RECORD EXTRACTS =

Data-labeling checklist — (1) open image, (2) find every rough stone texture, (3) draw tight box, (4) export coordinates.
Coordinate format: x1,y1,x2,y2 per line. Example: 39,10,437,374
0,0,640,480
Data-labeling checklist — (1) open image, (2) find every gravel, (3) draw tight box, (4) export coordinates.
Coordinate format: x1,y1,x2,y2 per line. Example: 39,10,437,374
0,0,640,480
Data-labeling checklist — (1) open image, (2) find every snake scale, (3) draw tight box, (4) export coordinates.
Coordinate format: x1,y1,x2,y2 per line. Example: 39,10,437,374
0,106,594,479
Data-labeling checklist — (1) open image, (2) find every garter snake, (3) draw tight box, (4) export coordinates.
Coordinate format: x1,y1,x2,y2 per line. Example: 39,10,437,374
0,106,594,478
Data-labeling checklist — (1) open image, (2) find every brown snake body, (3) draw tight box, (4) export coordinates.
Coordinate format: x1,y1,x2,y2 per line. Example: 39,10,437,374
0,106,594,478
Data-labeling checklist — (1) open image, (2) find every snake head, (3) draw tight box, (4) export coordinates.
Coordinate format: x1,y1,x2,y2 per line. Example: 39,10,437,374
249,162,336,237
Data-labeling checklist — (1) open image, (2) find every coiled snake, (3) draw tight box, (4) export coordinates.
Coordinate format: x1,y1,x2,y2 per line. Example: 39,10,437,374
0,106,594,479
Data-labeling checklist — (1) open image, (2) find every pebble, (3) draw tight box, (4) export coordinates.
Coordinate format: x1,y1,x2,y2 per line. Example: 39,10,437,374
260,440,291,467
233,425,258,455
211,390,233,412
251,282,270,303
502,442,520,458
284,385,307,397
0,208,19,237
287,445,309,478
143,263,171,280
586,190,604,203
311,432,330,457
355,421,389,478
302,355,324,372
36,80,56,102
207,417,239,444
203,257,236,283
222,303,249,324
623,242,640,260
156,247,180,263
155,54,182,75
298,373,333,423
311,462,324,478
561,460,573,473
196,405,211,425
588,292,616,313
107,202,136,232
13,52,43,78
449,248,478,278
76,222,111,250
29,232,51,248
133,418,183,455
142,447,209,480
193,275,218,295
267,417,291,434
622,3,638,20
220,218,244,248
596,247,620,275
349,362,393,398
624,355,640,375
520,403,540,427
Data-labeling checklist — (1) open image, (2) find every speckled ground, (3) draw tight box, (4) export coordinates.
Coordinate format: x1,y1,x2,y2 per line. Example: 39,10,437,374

THE TASK = Pull out each line in the data that has the word "coiled" in it, copying those lines word for word.

SOLUTION TO THIS EXERCISE =
Data-labeling checklist — (1) open image, (2) find every coiled snake, (3) draw tight box, (4) export coordinates.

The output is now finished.